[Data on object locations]
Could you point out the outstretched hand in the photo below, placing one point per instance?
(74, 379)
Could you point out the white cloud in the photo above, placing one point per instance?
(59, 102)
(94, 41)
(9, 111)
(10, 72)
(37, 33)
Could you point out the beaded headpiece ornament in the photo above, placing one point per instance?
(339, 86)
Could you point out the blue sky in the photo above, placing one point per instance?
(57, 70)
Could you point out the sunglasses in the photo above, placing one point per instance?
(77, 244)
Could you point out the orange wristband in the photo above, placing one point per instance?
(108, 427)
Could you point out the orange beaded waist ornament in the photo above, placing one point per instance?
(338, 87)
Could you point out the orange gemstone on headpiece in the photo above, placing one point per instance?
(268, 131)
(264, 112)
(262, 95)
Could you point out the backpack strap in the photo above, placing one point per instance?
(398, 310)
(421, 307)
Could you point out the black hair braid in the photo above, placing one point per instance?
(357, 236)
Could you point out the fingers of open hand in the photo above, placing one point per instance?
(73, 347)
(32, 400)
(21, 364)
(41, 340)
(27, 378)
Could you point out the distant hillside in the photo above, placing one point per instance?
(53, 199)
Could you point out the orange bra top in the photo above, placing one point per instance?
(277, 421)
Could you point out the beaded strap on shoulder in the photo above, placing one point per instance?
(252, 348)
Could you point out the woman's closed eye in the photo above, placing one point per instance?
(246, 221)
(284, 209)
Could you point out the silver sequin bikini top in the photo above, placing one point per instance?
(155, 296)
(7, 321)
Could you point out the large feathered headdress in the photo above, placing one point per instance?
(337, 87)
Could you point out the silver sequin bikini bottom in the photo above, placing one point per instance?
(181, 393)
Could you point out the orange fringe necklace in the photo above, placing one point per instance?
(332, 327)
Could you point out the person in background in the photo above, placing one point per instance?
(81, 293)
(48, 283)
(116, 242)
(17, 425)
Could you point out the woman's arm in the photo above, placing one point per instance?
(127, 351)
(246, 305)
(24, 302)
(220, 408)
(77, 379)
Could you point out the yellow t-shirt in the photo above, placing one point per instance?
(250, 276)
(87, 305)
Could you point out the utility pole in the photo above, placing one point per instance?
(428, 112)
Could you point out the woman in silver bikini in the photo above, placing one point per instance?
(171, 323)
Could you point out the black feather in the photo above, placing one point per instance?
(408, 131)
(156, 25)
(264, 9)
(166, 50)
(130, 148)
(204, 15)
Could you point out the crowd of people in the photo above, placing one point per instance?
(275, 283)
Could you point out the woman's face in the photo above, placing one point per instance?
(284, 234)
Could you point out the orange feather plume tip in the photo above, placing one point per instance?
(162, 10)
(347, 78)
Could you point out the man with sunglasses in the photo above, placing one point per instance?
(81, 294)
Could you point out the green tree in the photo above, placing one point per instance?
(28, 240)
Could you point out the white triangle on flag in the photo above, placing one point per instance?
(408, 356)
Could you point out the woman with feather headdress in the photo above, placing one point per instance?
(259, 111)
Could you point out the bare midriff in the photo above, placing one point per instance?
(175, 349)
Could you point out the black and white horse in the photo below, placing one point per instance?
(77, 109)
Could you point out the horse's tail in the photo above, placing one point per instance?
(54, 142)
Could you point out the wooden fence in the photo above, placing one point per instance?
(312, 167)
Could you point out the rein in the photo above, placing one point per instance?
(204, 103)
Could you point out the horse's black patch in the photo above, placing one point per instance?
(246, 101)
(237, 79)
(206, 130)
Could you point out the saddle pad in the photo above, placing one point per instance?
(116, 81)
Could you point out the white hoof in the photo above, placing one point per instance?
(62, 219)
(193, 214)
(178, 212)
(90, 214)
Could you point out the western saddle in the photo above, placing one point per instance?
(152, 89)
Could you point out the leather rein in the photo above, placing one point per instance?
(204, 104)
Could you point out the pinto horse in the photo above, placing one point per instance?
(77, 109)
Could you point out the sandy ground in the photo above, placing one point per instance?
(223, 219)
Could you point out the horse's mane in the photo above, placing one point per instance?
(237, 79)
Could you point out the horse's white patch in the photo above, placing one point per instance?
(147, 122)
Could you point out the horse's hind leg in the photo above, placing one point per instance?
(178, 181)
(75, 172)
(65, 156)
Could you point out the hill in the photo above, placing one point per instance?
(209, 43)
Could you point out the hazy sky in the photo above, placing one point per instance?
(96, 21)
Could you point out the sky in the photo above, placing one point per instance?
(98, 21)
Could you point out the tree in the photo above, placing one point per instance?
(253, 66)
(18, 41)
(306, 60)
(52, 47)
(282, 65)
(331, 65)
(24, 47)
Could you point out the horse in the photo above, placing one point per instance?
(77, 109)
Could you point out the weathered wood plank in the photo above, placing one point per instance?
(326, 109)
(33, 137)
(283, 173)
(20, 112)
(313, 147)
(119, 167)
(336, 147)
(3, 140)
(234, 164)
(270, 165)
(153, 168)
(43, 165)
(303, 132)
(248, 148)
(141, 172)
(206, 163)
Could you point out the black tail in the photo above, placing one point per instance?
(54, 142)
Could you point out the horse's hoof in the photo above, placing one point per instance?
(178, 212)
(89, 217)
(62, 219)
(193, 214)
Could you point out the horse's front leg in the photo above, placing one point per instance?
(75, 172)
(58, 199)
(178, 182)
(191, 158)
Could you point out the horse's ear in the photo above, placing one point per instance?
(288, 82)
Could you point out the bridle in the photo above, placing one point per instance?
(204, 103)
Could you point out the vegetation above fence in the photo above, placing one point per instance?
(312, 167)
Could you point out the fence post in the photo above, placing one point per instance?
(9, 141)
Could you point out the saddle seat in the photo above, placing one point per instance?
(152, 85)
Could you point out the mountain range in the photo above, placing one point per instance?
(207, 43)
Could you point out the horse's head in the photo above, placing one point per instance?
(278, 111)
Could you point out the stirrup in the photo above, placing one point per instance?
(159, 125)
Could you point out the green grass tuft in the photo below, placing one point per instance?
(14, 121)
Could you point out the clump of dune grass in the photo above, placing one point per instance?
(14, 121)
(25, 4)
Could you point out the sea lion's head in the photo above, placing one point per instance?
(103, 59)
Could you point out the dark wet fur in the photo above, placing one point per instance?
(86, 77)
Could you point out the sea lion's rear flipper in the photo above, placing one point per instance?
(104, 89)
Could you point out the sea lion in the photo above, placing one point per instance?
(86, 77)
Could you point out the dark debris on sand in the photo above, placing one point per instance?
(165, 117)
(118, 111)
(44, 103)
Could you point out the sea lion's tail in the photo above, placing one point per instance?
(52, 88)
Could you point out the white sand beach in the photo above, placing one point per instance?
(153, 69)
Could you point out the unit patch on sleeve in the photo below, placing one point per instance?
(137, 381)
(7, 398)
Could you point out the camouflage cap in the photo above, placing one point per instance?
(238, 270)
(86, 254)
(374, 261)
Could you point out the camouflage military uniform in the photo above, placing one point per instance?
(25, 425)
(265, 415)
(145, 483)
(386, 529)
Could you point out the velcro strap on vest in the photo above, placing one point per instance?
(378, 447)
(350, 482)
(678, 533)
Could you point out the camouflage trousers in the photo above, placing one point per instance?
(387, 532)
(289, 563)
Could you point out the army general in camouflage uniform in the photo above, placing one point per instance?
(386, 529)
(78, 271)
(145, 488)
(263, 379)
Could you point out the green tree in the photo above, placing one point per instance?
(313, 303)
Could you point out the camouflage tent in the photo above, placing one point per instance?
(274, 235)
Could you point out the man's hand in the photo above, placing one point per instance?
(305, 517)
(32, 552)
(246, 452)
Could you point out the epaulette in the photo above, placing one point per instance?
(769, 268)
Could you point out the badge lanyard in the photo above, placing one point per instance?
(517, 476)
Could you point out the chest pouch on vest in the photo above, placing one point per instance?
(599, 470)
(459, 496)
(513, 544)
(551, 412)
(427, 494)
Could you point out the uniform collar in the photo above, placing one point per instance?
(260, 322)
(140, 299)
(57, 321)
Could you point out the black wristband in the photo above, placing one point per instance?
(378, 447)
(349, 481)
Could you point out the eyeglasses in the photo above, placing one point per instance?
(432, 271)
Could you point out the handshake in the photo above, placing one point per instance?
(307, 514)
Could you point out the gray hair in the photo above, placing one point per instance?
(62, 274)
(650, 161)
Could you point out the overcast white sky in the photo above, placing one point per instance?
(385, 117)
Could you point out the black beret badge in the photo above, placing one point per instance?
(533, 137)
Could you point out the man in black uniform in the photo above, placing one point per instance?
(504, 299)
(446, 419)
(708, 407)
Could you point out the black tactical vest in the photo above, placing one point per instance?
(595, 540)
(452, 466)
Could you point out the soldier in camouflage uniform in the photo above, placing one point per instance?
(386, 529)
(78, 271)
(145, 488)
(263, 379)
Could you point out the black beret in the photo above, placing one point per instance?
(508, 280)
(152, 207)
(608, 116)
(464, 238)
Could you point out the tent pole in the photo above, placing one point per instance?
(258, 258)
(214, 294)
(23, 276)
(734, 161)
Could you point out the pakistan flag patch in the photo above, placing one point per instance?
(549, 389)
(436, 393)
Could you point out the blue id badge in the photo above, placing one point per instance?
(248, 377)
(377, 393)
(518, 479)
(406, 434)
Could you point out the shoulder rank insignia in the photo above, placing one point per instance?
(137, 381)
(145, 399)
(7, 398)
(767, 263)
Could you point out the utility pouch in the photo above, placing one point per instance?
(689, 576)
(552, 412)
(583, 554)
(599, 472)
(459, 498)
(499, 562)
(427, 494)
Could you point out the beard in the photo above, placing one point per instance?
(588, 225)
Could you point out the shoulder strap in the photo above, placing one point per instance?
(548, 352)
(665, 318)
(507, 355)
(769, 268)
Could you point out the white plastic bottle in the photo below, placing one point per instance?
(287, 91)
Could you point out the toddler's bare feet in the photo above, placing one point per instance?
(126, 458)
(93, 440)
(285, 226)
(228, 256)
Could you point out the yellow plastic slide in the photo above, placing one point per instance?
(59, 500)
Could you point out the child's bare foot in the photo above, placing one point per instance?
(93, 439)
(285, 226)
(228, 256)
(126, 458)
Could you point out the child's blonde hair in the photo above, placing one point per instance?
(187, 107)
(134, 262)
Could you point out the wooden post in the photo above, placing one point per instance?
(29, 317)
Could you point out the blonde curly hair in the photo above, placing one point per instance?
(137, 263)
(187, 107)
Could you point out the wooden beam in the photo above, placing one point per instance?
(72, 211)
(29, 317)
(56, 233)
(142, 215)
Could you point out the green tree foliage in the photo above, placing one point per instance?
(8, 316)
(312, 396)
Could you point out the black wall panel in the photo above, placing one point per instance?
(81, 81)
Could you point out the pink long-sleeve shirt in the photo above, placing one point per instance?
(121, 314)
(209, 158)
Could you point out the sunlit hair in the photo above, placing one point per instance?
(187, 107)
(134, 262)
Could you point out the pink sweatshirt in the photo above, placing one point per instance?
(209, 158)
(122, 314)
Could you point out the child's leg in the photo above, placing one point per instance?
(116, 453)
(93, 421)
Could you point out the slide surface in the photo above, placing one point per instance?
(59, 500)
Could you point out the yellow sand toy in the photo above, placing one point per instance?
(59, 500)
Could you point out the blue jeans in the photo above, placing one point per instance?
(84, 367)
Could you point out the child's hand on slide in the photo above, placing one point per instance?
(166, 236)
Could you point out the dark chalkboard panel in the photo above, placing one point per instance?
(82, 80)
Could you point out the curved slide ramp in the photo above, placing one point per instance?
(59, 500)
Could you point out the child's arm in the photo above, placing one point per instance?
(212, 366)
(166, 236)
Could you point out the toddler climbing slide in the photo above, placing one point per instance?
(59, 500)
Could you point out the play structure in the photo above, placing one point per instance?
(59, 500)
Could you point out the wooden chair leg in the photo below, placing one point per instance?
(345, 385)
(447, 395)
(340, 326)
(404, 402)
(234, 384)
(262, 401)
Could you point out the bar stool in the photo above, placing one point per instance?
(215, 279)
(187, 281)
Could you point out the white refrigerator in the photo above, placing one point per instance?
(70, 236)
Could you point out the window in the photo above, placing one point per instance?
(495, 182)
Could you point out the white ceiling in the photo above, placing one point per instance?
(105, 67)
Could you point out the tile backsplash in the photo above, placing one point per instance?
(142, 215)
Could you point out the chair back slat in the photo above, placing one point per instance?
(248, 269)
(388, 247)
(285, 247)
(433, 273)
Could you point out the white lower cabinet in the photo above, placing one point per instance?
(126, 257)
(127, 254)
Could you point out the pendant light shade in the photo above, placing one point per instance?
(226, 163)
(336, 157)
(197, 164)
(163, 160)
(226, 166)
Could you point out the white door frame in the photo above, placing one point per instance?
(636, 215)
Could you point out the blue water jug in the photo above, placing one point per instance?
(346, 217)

## [Your goal]
Output the lines from the one containing "Could you point out the blue water" through the end of the data, inclusive, as a Markdown table with the columns n (row number) and Line, omitting any blank lines.

## [Complete response]
| n | Line |
|---|---|
| 1 | Could you point out the blue water jug in the photo above, placing one point per instance? |
| 2 | (346, 217) |